### TRECHO DA FONTE
****
As fraudes começaram a ser identificadas graças ao aperto da fiscalização, pelo novo governo, a partir de 2019. Mas o trabalho ganhou impulso com o pente-fino que o instituto vem realizando em todos os seus 51 mil processos de aposentadorias e pensões. Segundo o Tribunal de Contas do Estado (TCE), possíveis irregularidades no pagamento de benefícios teriam gerado um rombo superior a R$ 252 milhões no Igeprev, entre 2010 e 2018. Mais de 40 técnicos trabalham na auditagem, que deve terminar em maio do ano que vem.
Os indícios de irregularidades envolvem incorporações ilegais de gratificações e adicionais aos proventos de aposentados, além de supostos erros nos cálculos de progressões de carreira e de reajustes de pensões por morte, turbinadas para muito além do devido. No entanto, o pagamento de “fantasmas” é o grupo mais expressivo: os mais de 1.200 descobertos já somam quase R$ 47,5 milhões, ou 52% do total. Fontes disseram ao DIÁRIO que apenas os 10 “fantasmas” que mais receberam recursos somam quase R$ 6,8 milhões. O maior volume de pagamentos (R$ 1,610 milhão) foi realizado em nome da viúva de um oficial da Polícia Militar: ela morreu em abril de 2015, mas a sua pensão só foi suspensa em janeiro de 2018.
****
Pode dar continuidade à reportagem sobre as fraudes nos benefícios do Igeprev, a partir do ponto em que ela termina? Não é preciso consultar os registros.
****
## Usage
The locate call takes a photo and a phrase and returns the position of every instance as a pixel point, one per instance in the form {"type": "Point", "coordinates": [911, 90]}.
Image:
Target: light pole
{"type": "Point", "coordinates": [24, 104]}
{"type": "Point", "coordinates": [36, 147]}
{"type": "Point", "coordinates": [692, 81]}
****
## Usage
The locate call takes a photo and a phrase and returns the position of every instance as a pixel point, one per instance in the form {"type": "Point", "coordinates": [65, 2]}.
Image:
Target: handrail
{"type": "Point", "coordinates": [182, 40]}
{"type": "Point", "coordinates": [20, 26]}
****
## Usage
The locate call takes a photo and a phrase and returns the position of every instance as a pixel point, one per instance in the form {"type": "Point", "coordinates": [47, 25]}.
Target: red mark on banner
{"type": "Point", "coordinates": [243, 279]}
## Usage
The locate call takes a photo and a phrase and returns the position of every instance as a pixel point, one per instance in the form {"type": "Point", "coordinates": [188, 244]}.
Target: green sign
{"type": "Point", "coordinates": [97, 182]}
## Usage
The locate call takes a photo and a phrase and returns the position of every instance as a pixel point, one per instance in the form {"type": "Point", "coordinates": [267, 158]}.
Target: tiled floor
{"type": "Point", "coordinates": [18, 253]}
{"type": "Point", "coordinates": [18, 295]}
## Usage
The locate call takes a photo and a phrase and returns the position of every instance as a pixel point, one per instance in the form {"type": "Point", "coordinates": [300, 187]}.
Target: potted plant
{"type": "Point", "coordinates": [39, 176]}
****
### RESPOSTA ESCRITA
Na época, o Ministério Público de Contas (MPC) investigava várias irregularidades no Igeprev, entre as quais pensões acima do limite constitucional. A pensão da viúva era de R$ 45.101,23, ou R$ 11 mil acima do limite. Mas o que não se sabia é que ela já estava até morta. Só no ano passado, com a constatação desse fato, é que o Igeprev denunciou o caso ao Ministério Público Estadual (MP-PA) e à Diretoria de Combate à Corrupção (DECOR), da Polícia Civil.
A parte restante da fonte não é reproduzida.